Stored dataset items ::
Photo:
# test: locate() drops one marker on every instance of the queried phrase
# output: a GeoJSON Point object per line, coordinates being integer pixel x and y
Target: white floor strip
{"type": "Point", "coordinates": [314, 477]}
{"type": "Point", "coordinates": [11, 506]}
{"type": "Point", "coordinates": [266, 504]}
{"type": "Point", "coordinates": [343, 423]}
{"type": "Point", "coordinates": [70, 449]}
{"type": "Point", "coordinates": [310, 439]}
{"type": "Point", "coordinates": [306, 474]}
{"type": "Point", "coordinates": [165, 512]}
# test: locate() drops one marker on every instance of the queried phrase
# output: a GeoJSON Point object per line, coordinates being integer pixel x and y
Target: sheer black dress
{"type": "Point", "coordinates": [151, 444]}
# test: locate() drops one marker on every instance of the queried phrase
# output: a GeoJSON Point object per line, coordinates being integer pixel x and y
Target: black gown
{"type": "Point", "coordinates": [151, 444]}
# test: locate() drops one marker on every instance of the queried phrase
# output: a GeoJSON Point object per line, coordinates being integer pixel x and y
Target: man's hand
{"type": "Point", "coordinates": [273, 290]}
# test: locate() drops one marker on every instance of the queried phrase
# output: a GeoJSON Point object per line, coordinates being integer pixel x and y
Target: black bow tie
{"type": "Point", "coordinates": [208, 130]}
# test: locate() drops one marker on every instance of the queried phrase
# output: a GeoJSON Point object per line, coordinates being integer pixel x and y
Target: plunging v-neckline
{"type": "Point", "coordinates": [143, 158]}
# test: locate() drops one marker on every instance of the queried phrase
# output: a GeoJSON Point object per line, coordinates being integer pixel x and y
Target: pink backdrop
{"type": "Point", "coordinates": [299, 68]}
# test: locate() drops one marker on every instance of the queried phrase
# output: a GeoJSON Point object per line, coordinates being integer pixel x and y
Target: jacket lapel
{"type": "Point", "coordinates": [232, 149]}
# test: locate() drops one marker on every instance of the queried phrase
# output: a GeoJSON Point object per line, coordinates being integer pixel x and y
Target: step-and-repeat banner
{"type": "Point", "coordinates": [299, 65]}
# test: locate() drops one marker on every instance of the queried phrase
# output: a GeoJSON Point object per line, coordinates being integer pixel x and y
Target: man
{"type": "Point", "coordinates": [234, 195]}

Requirements ::
Transcribe each entry precisely, missing none.

Right answer ::
Photo:
# test: locate() drops one marker on every instance of the queried phrase
# output: a GeoJSON Point object per line, coordinates being integer pixel x and y
Target: white floor strip
{"type": "Point", "coordinates": [314, 477]}
{"type": "Point", "coordinates": [11, 506]}
{"type": "Point", "coordinates": [266, 504]}
{"type": "Point", "coordinates": [343, 423]}
{"type": "Point", "coordinates": [70, 449]}
{"type": "Point", "coordinates": [310, 439]}
{"type": "Point", "coordinates": [306, 474]}
{"type": "Point", "coordinates": [165, 512]}
# test: locate() drops one marker on every instance of the queried phrase
# output: a GeoJSON Point object per line, coordinates being integer pixel x and y
Target: sheer black dress
{"type": "Point", "coordinates": [151, 444]}
# test: locate() drops one marker on every instance of the queried phrase
# output: a GeoJSON Point object per line, coordinates being integer pixel x and y
Target: black gown
{"type": "Point", "coordinates": [151, 444]}
# test: locate() drops one marker on every instance of the queried phrase
# output: a GeoJSON Point object per line, coordinates being integer pixel x and y
Target: man's hand
{"type": "Point", "coordinates": [273, 290]}
# test: locate() drops one marker on every instance of the queried phrase
# output: a GeoJSON Point object per line, coordinates being integer pixel x and y
Target: black bow tie
{"type": "Point", "coordinates": [208, 130]}
# test: locate() drops one marker on every instance of the queried phrase
# output: a GeoJSON Point object per line, coordinates being integer pixel x and y
Target: plunging v-neckline
{"type": "Point", "coordinates": [143, 158]}
# test: locate() drops one marker on every instance of the queried phrase
# output: a GeoJSON Point object per line, coordinates being integer pixel x and y
Target: pink backdrop
{"type": "Point", "coordinates": [299, 68]}
# test: locate() drops one marker on every instance of the queried phrase
# output: a GeoJSON Point object per line, coordinates being integer pixel x and y
Target: jacket lapel
{"type": "Point", "coordinates": [232, 149]}
# test: locate() drops one marker on every instance of the queried phrase
# output: a GeoJSON Point object per line, coordinates being integer pixel x and y
Target: step-and-repeat banner
{"type": "Point", "coordinates": [299, 65]}
# test: locate() drops one marker on every instance of the queried phrase
# output: a GeoJSON Point object per line, coordinates being integer pixel x and y
Target: man
{"type": "Point", "coordinates": [234, 195]}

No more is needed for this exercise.